SOURCE INFORMATION: Begin
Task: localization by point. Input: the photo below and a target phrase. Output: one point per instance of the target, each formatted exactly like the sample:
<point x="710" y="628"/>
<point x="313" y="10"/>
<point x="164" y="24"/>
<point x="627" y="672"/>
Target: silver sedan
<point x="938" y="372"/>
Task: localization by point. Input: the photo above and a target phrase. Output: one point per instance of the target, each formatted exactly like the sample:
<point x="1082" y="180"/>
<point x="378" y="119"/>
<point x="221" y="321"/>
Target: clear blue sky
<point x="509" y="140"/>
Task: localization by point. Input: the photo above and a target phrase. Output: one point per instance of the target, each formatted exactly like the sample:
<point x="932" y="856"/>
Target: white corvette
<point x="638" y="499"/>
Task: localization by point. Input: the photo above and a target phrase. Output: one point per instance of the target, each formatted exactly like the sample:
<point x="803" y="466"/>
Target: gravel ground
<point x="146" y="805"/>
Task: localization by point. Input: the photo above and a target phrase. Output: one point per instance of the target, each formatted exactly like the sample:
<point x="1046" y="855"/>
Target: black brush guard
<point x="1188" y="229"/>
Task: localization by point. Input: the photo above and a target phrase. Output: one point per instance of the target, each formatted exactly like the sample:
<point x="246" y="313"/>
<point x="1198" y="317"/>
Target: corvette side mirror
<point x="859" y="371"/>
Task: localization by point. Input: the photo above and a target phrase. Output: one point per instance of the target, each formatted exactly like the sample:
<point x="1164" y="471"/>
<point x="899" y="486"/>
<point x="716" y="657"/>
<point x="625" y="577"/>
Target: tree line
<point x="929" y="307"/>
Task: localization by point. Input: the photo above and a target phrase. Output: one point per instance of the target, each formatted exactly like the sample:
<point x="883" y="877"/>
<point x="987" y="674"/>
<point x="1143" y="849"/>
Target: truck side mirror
SOURCE INFORMATION: End
WHAT IS EXPECTED: Working from the material above, reproduce it in full and unchanged.

TASK SOLUTION:
Task: localization by point. Input: the photo below and a target phrase. Output: one point per instance of the target, each formatted exactly like the sample:
<point x="710" y="628"/>
<point x="313" y="10"/>
<point x="164" y="24"/>
<point x="627" y="672"/>
Target: silver sedan
<point x="938" y="372"/>
Task: localization by point. Input: the photo above and a target phrase. Output: one point per instance of the target, each formatted exactly like the sample:
<point x="1082" y="180"/>
<point x="378" y="119"/>
<point x="221" y="321"/>
Target: clear blue sky
<point x="509" y="140"/>
Task: localization by point. Input: the photo above and a target phrase. Output: one point per instance of the target, each formatted exactly like the sample:
<point x="932" y="856"/>
Target: white corvette
<point x="638" y="499"/>
Task: localization by point. Input: the photo above and a target phrase. Output: one point per instance of the target, each formatted exactly like the sample:
<point x="803" y="466"/>
Target: gravel ground
<point x="146" y="805"/>
Task: localization by point. Input: the photo above and a target phrase. Output: one point per instance of the target, each formatted exactly like the sample:
<point x="1046" y="855"/>
Target: black brush guard
<point x="1188" y="229"/>
Task: localization by point. Input: the photo above and a target phrase. Output: one point per instance of the target, each formatted exactly like the sample:
<point x="246" y="313"/>
<point x="1198" y="317"/>
Target: corvette side mirror
<point x="859" y="371"/>
Task: localization by point. Input: the photo above and a target phrase. Output: one point per instance of the target, each formatted exactly like the sample:
<point x="1164" y="471"/>
<point x="899" y="486"/>
<point x="716" y="657"/>
<point x="625" y="577"/>
Target: tree line
<point x="929" y="307"/>
Task: localization by point. Input: the photo above and a target phrase. Output: one point per instance of the target, each formatted exactly like the sample:
<point x="883" y="877"/>
<point x="987" y="674"/>
<point x="1143" y="849"/>
Target: truck side mirror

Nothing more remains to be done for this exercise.